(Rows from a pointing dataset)
━━━
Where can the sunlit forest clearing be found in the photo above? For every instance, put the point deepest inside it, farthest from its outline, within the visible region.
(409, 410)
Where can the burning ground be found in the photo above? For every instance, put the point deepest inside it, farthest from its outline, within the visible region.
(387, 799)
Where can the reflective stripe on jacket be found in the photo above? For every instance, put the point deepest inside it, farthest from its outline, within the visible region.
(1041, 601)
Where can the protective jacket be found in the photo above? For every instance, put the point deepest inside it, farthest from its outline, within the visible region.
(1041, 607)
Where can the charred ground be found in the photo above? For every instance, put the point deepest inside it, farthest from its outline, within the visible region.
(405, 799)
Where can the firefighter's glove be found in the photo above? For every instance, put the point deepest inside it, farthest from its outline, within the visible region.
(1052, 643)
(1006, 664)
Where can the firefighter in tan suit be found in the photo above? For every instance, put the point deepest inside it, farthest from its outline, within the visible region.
━━━
• _Description of the task_
Transcribe each record exactly. Leave nothing out.

• _Problem solution_
Where can the sunlit forest clearing be found in the photo above? For every instance, put the point deepest inside it, farthest from its outline, within the visible region.
(409, 410)
Where can the burning ground be found in the photo above? For every instance, put the point deepest inside it, farthest from its outline, within the visible region.
(387, 799)
Where can the reflective stripe on jacket be found in the photo above? For every instance, put the point deepest inside it, farthest from its outline, within the visible region.
(1041, 601)
Where can the protective jacket be found in the photo above? For every instance, put the point deepest inside it, farthest from its outline, within the visible region.
(1041, 607)
Where can the charred ground be found in the photo above? For every instance, put the point deepest inside it, farthest from its outline, within the visible region.
(405, 799)
Where can the firefighter's glove be found in the photo above? For every instance, put the point deepest inside it, farthest from its outline, within the visible region.
(1052, 643)
(1006, 664)
Where can the firefighter in tan suit be found in the photo above? For every instance, put the point deepest inside it, farthest from its outline, within the visible region.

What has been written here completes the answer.